Travail demandé —
A - D'après l'extrait consacré à la chute de « Daesh », combien de Marocains ayant participé au conflit syro-irakien sont rentrés chez eux ?
B - Extrayez du listing toutes les lignes contenant la chaîne « uniform », en tenant compte de la casse.

Extrait à lire —
Que signifie la chute de «Daesh» pour l’Afrique du Nord ?

Plus de 6.000 nord-africains ont participé aux guerres en Syrie et en Irak depuis 2011. Environ 25% d’entre eux seraient morts, mais 30% sont probablement rentrés chez eux en Libye, en Tunisie, en Algérie et au Maroc. Le coordinateur antiterroriste marocain a récemment mis en garde contre la menace d’un «grand nombre» de combattants revenant d’Irak et de Syrie, et qui représentent un risque pour la sécurité du pays. Ces djihadistes «rapatriés» avec une expérience de combat et de formation militaire pourraient commettre des atrocités comme les attaques de Paris ou de Bruxelles. Comment les gouvernements nord-africains doivent-ils traiter ces djihadistes ? Ce n’est pas une question facile. De nombreux observateurs et analystes ont fait valoir qu’il est préférable de leur permettre de revenir, puis de les poursuivre dans leur pays d’origine. Cecilia Malmström, commissaire européenne chargée des affaires intérieures, a lancé un appel aux gouvernements lorsqu’elle a déclaré que «trop d’États membres de l’UE font face à cette menace grandissante. Nous avons besoin de mesures préventives fortes pour contrer l’extrémisme sous toutes ses formes». Les deux dernières années ont déjà vu un changement dans les tactiques de «l’État islamique» alors que les attaques contre les civils à l’étranger se sont multipliées. L’Afrique du Nord a traditionnellement été l’arrière-cour d’une activité terroriste majeure, principalement Al-Qaïda au Maghreb Islamique (AQMI). Le groupe «Daesh» représente également une menace importante pour la région, pour les civils et les intérêts occidentaux.Depuis 2014, les autorités marocaines ont démantelé 53 cellules terroristes associées à l’organisation de «l’État islamique», connu sous le nom de «Daesh», alors qu’environ 1.664 Marocains ont participé au conflit syro-irakien, dont 285 Marocaines et 378 enfants. 221 sont rentrés chez eux, tandis que 596 ont été tués (selon le ministère de l’Intérieur).

Lignes enregistrées —

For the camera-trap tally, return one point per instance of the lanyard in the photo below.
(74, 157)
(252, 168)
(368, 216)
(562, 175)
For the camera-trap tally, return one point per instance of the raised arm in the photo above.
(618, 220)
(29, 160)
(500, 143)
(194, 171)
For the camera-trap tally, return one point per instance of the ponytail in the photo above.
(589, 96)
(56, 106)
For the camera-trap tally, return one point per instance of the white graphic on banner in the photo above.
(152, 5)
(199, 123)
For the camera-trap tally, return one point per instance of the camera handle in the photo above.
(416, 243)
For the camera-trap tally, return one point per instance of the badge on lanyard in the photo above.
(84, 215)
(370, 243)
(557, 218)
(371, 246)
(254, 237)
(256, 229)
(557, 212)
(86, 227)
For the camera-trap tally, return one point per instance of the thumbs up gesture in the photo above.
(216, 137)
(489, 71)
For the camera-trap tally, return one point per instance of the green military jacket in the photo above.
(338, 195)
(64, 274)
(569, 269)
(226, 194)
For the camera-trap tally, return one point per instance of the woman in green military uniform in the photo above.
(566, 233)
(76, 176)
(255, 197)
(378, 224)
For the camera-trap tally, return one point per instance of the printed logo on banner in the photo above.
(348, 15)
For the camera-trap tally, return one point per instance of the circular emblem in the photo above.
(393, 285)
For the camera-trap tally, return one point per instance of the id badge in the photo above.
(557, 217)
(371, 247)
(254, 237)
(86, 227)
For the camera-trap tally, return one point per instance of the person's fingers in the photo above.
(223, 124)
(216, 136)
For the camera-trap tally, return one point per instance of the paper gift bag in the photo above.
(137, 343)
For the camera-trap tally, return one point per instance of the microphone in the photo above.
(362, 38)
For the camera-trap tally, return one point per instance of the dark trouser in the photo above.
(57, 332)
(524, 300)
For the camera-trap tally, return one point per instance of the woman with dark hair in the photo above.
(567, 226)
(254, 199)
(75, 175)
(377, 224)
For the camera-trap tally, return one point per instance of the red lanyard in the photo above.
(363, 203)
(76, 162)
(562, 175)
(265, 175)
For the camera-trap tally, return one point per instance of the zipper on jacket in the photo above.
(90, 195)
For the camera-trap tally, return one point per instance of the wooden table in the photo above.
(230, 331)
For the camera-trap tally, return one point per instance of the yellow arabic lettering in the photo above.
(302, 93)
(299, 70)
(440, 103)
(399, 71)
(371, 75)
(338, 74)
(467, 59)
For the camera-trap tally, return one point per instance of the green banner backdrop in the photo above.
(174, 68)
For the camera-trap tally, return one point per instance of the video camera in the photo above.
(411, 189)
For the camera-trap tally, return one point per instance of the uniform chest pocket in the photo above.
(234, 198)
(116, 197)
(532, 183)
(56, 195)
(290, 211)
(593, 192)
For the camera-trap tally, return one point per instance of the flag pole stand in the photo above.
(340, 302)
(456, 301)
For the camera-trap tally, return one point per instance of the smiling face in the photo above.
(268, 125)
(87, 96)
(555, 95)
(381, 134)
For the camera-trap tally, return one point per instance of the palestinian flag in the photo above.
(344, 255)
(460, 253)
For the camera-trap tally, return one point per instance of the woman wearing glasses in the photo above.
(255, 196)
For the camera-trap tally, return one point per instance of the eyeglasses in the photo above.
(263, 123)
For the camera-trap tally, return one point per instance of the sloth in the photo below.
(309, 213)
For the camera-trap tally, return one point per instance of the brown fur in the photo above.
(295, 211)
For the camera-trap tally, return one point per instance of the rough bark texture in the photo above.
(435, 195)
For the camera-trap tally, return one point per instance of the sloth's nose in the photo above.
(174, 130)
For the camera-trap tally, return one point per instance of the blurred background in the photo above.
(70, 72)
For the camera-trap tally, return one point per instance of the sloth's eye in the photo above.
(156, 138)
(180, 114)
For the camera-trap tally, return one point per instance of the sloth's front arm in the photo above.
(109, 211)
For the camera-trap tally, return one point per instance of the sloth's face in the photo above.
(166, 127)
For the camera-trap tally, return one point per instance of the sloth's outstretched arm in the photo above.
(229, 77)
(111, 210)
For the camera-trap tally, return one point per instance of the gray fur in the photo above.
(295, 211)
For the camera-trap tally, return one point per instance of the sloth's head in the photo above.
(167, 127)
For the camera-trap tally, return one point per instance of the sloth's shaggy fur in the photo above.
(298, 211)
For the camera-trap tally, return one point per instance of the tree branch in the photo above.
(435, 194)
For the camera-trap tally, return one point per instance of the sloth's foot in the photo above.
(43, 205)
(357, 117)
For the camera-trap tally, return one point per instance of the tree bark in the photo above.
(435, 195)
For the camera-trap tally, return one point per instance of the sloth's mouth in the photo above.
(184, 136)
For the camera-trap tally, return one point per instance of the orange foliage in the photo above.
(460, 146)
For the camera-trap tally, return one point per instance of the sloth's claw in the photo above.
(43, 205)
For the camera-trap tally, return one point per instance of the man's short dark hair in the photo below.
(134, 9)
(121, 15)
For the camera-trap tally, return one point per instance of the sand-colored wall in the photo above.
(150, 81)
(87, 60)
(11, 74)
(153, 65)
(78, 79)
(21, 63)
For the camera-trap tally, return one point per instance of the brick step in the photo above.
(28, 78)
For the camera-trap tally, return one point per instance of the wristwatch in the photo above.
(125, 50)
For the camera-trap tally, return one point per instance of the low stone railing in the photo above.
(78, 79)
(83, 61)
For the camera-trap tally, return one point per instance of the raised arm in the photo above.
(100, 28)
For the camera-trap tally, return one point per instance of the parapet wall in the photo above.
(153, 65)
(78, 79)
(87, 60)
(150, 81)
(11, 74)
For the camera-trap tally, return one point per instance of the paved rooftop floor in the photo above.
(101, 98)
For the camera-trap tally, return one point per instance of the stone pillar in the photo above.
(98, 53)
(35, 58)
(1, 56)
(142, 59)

Corrigé —
A - 221, selon le ministère de l'Intérieur.

B -
For the camera-trap tally, return one point per instance of the woman in green military uniform in the photo above.
For the camera-trap tally, return one point per instance of the uniform chest pocket in the photo above.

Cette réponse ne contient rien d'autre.